▶ **Do this**
Each line below is to be written out in full, exactly as shown.

─── Available records

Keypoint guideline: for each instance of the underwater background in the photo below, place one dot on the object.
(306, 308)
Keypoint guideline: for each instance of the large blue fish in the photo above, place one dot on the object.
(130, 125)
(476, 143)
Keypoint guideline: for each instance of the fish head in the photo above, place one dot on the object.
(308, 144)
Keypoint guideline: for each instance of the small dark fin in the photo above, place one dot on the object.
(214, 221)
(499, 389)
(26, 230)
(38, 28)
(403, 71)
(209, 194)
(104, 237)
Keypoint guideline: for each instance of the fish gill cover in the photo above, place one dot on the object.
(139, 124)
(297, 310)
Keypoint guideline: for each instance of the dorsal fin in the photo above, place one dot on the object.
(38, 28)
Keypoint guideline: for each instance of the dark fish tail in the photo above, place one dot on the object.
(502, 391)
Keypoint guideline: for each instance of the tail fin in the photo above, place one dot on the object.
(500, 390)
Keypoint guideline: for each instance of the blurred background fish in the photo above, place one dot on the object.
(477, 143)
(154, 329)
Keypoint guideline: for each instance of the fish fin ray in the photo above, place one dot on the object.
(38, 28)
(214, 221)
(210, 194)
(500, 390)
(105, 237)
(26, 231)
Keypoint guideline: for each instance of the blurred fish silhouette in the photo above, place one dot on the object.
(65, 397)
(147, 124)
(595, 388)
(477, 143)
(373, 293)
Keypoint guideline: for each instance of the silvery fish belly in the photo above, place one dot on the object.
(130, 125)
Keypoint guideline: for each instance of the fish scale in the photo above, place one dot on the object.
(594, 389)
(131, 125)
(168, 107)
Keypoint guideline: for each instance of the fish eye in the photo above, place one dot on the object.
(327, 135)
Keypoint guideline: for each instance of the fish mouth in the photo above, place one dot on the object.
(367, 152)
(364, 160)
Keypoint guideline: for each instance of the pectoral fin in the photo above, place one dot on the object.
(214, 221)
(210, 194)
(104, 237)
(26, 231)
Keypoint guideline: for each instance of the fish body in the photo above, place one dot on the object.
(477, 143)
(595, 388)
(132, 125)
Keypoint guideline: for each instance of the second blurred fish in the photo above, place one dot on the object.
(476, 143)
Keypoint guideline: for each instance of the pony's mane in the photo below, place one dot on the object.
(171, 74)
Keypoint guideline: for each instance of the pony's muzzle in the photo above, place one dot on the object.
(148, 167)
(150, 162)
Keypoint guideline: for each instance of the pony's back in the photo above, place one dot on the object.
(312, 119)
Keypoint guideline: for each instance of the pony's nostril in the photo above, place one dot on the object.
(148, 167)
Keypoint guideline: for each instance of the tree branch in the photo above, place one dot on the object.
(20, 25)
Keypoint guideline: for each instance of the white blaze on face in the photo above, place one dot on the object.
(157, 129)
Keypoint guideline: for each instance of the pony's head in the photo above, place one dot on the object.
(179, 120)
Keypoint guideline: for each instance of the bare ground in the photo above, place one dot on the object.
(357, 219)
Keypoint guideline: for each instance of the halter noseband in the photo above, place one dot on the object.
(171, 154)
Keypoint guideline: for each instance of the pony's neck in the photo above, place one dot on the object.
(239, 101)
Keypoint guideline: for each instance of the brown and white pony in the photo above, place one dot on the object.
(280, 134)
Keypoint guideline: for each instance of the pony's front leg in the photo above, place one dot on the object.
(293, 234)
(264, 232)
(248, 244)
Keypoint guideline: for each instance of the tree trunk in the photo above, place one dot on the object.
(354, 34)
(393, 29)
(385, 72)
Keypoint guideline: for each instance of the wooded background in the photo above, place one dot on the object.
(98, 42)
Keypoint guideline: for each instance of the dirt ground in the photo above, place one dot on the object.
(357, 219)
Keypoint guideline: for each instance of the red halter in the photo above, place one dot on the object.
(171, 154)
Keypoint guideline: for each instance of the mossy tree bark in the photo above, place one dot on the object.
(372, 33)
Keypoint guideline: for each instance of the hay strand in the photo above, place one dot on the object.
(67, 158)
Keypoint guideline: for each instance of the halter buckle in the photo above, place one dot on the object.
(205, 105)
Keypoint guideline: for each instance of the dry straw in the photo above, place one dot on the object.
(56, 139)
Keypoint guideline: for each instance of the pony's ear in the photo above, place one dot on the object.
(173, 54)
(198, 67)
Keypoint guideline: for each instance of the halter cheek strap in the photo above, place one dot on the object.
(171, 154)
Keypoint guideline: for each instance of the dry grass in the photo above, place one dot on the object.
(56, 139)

──────

▶ **The output**
Keypoint guideline: for each instance of the underwater background in the photo below, place one dot on the object.
(306, 308)
Keypoint guideline: for each instance of the large blue fish in the photo above, place one dot on the object.
(130, 125)
(476, 143)
Keypoint guideline: for each instance of the fish head in the photo above, place one dot on the object.
(308, 144)
Keypoint guideline: for each instance of the small dark fin in the photo above, place one dot on the object.
(214, 221)
(499, 389)
(26, 230)
(38, 28)
(403, 71)
(209, 194)
(104, 237)
Keypoint guideline: for each instance of the fish gill cover in the photo above, place one dot on the object.
(139, 124)
(297, 310)
Keypoint guideline: for each instance of the dorsal fin in the photo above, place one dot on the object.
(38, 28)
Keypoint guideline: for each instance of the dark fish tail in the photo above, place one dot on the object.
(502, 391)
Keypoint guideline: for each instance of the tail fin in the photo above, place one dot on the object.
(500, 390)
Keypoint guideline: for each instance of the blurred background fish in the photo above, place one dot on the object.
(477, 143)
(154, 329)
Keypoint guideline: for each instance of the fish fin ray in the photo above, place one dot on the object.
(38, 28)
(214, 221)
(210, 194)
(500, 390)
(105, 237)
(26, 231)
Keypoint guideline: for each instance of the blurred fish silhouette in the photo above, place one dot on the object.
(65, 397)
(147, 124)
(595, 388)
(477, 143)
(373, 293)
Keypoint guideline: for each instance of the silvery fish belly in the photo above, place one dot on the object.
(130, 125)
Keypoint guideline: for each instance of the fish scale in the photo above, place one dot on the object.
(594, 389)
(131, 125)
(168, 107)
Keypoint guideline: for each instance of the fish eye in the photo above, place one dot on the object.
(327, 135)
Keypoint guideline: for each instance of the fish mouth in the photo above, place one dot on the object.
(367, 152)
(364, 160)
Keypoint guideline: for each instance of the pectoral fin in the photo above, place one dot on the object.
(214, 221)
(210, 194)
(104, 237)
(26, 231)
Keypoint guideline: for each instance of the fish body in the photo above, place one dot on the object.
(477, 143)
(595, 388)
(132, 125)
Keypoint guideline: for each instance of the second blurred fish in the photo above, place one dot on the object.
(476, 143)
Keypoint guideline: for each instance of the pony's mane in the photo below, place one dot on the object.
(171, 74)
Keypoint guideline: for each instance of the pony's muzzle in the photo above, place one dot on the object.
(148, 167)
(150, 162)
Keypoint guideline: for each instance of the pony's back in the photo above, place one dot on the object.
(312, 119)
Keypoint guideline: for each instance of the pony's nostril in the photo above, place one dot on the object.
(148, 167)
Keypoint guideline: for each instance of the tree branch in the photo above, place one dot on the object.
(20, 25)
Keypoint guideline: for each instance of the white blaze on face in the photo above, place one dot on the object.
(157, 129)
Keypoint guideline: for each instance of the pony's head in the photo above, place one dot on the object.
(179, 120)
Keypoint guideline: for each instance of the bare ground in the photo above, place one dot on the object.
(357, 219)
Keypoint guideline: for each instance of the halter noseband in the photo above, place one dot on the object.
(171, 154)
Keypoint guideline: for each instance of the pony's neck in the photo above, place one dot on the object.
(239, 101)
Keypoint guideline: for each instance of the brown and white pony in the photo above, place one dot on the object.
(280, 134)
Keypoint guideline: for each instance of the pony's front leg in the photo above, place one dot on the object.
(293, 234)
(264, 232)
(248, 244)
Keypoint guideline: for each instance of the tree trunk in the photo above, place one dot on the object.
(354, 34)
(393, 29)
(385, 72)
Keypoint guideline: for each instance of the wooded background in the photo above, place one dot on the object.
(98, 42)
Keypoint guideline: for each instance of the dirt ground in the photo above, place one dot on the object.
(357, 219)
Keypoint guideline: for each instance of the red halter in the photo above, place one dot on the object.
(171, 154)
Keypoint guideline: for each instance of the mossy tree bark in the photo above, place one dot on the object.
(372, 33)
Keypoint guideline: for each instance of the hay strand in the photo above, place one dot on the object.
(67, 158)
Keypoint guideline: for each instance of the halter buckle in the photo above, place one dot on the object.
(205, 105)
Keypoint guideline: for each instance of the dry straw in the photo above, place one dot on the object.
(56, 139)
Keypoint guideline: for each instance of the pony's ear in the photo above, place one dot on the object.
(173, 54)
(198, 67)
Keypoint guideline: for each instance of the halter cheek strap in the photo above, place one dot on the object.
(171, 154)
Keypoint guideline: for each instance of the dry grass in the photo above, place one dot on the object.
(56, 139)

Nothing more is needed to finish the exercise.